[Referring expression pointing data]
────────
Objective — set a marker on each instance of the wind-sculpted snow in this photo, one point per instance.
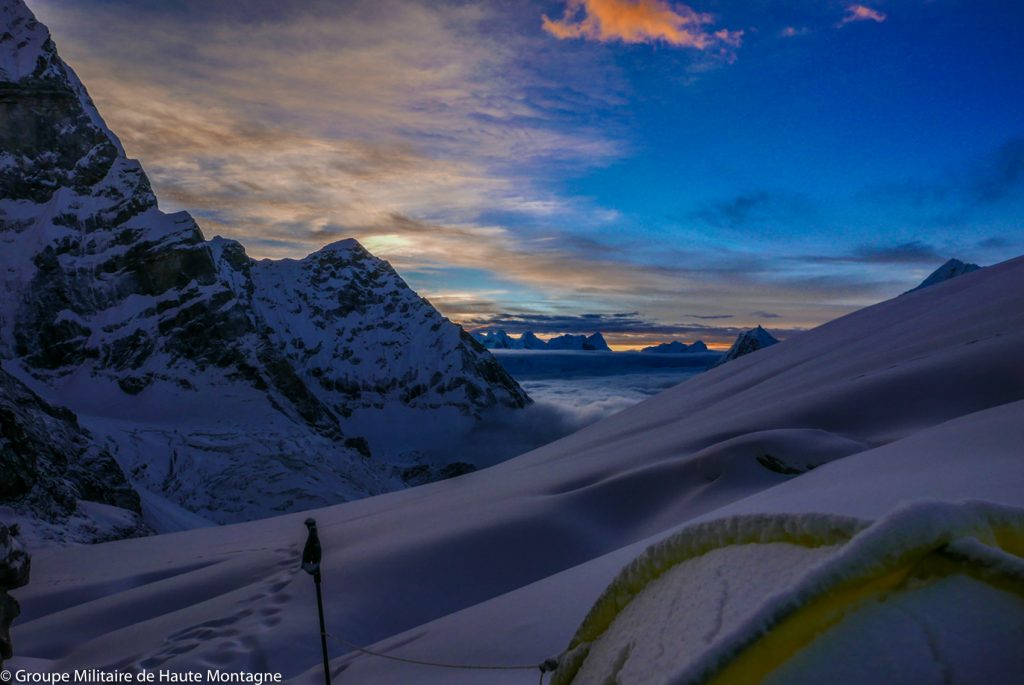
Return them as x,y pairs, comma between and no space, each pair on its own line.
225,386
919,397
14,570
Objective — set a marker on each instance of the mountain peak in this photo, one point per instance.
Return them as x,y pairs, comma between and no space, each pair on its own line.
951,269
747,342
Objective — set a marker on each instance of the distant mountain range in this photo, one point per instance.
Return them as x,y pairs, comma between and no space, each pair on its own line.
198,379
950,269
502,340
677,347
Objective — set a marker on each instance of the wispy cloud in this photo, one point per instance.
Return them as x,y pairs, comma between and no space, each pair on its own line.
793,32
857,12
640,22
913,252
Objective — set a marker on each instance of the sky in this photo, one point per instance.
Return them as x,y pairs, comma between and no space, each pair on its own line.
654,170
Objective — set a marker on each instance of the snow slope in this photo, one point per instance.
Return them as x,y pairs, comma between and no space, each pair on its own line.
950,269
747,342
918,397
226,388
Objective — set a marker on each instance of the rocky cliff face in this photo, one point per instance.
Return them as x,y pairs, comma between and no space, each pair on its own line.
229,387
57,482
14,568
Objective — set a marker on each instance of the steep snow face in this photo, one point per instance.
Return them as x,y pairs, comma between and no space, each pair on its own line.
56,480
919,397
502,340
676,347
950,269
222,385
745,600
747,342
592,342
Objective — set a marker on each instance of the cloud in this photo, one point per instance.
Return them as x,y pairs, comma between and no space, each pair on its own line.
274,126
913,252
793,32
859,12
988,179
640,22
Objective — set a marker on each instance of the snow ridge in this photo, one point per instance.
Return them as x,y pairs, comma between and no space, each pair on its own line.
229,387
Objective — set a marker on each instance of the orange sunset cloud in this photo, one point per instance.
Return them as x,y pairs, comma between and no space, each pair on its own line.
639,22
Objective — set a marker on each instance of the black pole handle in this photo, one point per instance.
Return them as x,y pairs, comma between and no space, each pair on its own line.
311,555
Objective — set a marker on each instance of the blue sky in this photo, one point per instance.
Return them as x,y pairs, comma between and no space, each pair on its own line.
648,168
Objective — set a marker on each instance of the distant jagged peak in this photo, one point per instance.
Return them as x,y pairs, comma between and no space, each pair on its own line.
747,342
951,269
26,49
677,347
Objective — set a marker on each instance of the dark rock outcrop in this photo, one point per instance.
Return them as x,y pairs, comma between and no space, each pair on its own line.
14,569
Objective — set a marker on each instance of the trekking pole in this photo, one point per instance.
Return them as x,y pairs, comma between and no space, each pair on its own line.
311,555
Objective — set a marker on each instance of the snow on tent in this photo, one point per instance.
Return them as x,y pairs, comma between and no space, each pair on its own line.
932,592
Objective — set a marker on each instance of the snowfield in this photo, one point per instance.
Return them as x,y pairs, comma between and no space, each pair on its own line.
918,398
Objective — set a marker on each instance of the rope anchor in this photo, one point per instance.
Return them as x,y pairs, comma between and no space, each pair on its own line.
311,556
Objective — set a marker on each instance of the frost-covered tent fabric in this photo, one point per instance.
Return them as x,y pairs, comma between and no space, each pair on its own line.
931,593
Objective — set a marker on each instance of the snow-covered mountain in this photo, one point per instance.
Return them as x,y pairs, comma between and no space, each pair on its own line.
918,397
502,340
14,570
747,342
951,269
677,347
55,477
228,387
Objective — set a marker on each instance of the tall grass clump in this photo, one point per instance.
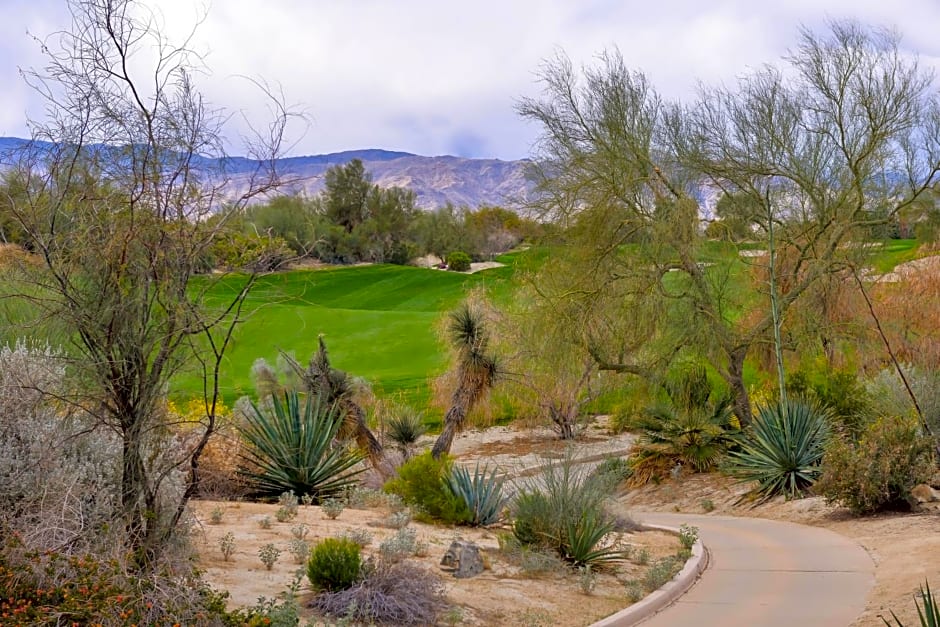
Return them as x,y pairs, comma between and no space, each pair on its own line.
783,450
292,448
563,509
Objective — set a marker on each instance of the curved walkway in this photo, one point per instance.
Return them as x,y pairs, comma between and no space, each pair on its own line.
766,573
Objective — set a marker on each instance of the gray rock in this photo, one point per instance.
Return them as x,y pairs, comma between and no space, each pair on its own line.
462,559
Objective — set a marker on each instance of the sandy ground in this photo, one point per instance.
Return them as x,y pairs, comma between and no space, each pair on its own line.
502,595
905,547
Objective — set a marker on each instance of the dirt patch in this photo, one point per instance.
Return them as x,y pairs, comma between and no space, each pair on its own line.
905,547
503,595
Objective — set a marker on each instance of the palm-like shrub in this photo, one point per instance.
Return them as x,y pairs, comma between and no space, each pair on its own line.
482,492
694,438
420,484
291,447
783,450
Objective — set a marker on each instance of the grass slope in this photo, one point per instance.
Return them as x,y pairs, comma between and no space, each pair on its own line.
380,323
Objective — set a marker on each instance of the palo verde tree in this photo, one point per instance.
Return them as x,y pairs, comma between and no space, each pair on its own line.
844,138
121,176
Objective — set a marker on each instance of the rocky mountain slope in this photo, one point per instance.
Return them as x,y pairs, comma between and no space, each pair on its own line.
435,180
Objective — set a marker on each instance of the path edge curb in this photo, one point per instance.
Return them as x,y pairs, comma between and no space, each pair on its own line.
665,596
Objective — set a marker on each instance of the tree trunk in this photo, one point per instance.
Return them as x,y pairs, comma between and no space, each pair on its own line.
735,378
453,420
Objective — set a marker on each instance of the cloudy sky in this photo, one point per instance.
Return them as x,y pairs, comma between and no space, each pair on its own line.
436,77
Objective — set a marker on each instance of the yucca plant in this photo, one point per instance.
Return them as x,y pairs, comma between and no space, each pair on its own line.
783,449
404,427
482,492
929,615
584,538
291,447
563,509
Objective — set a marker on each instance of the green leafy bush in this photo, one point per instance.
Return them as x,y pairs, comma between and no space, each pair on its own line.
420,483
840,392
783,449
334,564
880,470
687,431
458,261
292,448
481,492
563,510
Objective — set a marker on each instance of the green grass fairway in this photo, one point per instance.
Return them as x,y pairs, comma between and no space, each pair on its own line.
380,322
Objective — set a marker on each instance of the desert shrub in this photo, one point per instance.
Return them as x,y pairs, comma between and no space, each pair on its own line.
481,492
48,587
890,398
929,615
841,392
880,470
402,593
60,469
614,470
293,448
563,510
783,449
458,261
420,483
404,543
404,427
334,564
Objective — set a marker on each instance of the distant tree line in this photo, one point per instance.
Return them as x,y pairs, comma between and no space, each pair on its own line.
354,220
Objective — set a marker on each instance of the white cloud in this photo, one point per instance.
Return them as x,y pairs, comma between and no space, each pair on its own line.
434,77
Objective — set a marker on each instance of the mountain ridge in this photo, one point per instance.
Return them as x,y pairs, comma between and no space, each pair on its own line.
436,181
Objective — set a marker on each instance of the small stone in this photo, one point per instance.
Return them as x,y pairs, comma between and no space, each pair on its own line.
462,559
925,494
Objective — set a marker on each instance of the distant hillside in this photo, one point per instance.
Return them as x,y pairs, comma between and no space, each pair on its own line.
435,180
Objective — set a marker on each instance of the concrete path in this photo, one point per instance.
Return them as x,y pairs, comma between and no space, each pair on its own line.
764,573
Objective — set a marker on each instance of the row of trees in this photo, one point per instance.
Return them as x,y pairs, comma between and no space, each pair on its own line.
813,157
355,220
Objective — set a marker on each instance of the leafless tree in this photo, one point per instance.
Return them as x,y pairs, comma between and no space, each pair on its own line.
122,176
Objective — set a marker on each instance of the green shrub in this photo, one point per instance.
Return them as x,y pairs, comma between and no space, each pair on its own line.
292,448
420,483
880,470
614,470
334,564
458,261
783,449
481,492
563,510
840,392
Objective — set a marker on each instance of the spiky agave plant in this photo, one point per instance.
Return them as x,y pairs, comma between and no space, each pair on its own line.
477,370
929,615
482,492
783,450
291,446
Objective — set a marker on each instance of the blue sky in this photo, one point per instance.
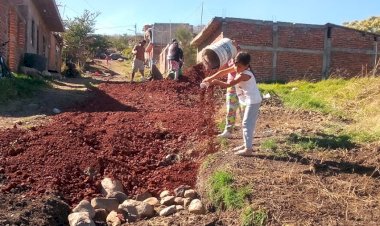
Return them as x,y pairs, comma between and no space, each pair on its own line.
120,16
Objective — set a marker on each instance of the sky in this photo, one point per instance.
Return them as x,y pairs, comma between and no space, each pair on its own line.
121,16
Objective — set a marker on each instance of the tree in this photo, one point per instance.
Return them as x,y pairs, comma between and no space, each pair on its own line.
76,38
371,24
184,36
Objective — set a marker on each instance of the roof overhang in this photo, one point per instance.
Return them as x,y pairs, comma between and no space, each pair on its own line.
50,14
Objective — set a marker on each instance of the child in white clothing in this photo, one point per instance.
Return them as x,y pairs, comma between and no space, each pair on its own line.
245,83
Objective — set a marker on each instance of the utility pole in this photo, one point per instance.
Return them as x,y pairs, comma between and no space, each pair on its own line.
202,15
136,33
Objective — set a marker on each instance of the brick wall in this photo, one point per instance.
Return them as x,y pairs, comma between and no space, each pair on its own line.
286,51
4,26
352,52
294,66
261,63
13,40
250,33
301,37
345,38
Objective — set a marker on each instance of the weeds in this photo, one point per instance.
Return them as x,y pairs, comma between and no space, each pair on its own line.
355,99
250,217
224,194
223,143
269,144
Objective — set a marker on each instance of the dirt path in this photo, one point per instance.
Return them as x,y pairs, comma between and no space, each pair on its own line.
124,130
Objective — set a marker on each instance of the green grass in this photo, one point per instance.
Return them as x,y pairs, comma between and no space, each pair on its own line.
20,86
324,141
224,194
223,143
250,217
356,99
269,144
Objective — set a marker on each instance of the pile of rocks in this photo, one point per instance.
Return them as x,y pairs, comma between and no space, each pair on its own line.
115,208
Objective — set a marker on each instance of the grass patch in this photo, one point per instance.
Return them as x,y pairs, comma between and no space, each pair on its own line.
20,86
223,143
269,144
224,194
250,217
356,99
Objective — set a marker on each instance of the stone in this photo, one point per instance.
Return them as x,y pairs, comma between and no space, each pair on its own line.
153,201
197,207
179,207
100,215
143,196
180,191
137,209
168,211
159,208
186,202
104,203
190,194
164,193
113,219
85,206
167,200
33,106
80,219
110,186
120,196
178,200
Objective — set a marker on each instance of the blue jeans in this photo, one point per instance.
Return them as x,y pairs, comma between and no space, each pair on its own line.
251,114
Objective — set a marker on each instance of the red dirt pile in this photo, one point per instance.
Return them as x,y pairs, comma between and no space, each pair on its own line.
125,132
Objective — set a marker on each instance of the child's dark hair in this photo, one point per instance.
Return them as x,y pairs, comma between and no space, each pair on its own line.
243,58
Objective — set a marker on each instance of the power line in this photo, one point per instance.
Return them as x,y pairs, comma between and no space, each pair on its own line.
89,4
────────
* **Brief**
Tell how many lines of the data include the word "dark", without any other words.

* **Written solution**
2